Zu bearbeitende Aufgaben.
a. Nenne alle Bezeichnungen für Familienangehörige, die im Text über die geschilderten Lebenszustände vorkommen. Führe jede in der Reihenfolge ihres ersten Auftretens einmal auf.
b. Führe den Text über die geschilderten Lebenszustände weiter, und zwar ab seinem letzten Satz.

Seitentext.
· · · · · · ·
Die meisten der hier geschilderten Zustaͤnde des Lebens sind so einfach, daß viele sie wohl im eigenen gefunden, aber sie sind, wie alle wahrhaftigen, doch immer wieder neu und ergreifend. Die Eltern haben kein Brot mehr und muͤssen in dieser Noth die Kinder im Walde zuruͤck lassen, oder eine harte Stiefmutter laͤßt sie darben und leiden und moͤchte sie gar verderben*), aber Gott sendet seine Hilfe, er schickt die Tauben, damit sie Nahrung bringen oder dem armen Kinde die Erbsen aus der Asche lesen. Dann sind die Geschwister in des Waldes Einsamkeit verlassen, der Wind erschreckt sie, Furcht vor den wilden Thieren, aber sie stehen sich in allen Treuen bei; das Bruͤderchen weiß den Weg nach Haus wieder zu finden oder das Schwesterchen leitet es, wann es die Hexe in ein Rehkaͤlbchen verwandelt, sucht ihm Kraͤuter und Moos zum Lager; und welch ein Reiz liegt in diesem heimlichen Waldleben, nach welchem sich jeder natuͤrliche Mensch gewiß einmal gesehnt hat! Oder es sitzt Jahre lang schweigend und emsig arbeitend, um ein Hemd zu naͤhen, das den Zauber vernichtet.
· · · · · · ·
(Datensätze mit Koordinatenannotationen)
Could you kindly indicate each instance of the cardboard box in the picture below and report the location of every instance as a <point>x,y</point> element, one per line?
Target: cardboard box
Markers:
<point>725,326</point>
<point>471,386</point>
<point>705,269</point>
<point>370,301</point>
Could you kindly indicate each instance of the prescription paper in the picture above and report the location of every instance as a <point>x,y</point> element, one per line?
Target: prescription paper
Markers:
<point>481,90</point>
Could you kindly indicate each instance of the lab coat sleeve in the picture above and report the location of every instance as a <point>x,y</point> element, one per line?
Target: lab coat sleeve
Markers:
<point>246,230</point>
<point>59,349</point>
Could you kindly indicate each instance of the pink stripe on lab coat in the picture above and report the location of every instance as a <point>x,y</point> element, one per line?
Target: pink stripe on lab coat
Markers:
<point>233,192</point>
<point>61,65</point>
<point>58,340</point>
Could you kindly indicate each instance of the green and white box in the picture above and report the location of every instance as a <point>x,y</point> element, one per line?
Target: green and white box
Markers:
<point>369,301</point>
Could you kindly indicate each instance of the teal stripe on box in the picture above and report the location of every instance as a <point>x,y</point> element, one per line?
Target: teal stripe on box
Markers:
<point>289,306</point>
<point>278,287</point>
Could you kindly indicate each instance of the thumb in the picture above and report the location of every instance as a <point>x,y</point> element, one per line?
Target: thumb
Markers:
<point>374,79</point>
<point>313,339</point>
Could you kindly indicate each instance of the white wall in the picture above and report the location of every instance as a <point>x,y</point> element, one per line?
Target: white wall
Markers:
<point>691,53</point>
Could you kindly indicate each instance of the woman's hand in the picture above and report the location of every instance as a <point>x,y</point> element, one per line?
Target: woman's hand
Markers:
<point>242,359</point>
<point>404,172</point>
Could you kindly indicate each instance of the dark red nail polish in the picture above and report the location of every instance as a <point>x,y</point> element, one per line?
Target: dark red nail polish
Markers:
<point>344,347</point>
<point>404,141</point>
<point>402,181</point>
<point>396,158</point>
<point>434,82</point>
· · · · · · ·
Lösungen.
a. Eltern, Kinder, Stiefmutter, Geschwister, Bruͤderchen, Schwesterchen

b.
*) Dieses Verhaͤltniß kommt hier oft vor, und ist wohl die erste Wolke, die in dem Himmel eines Kindes aufsteigt und die ersten Thraͤnen erpreßt welche die Menschen nicht sehen, aber die Engel zaͤhlen. Ein schoͤnes daͤnisches Volkslied erzaͤhlt, wie die Mutter im Grabe das Schreien ihrer von der Stiefmutter verlassenen Kinder hoͤrt, Gott bittet aufstehen zu duͤrfen, und wie sie in der Nacht hingeht und sie pflegt und das kleine traͤnkt. Selbst Blumen haben davon ihren Namen erhalten: die Viola tricolor heißt Stiefmuͤtterchen, weil jedes der gelben Blaͤtter unter sich ein schmales, gruͤnes Blaͤttchen hat, wovon es gehalten wird, das sind die Stuͤhle, welche die Mutter ihren rechten, lustigen Kindern gegeben; oben muͤssen die zwei Stiefkinder, in dunkelviolett trauernd, stehen und haben keine Stuͤhle.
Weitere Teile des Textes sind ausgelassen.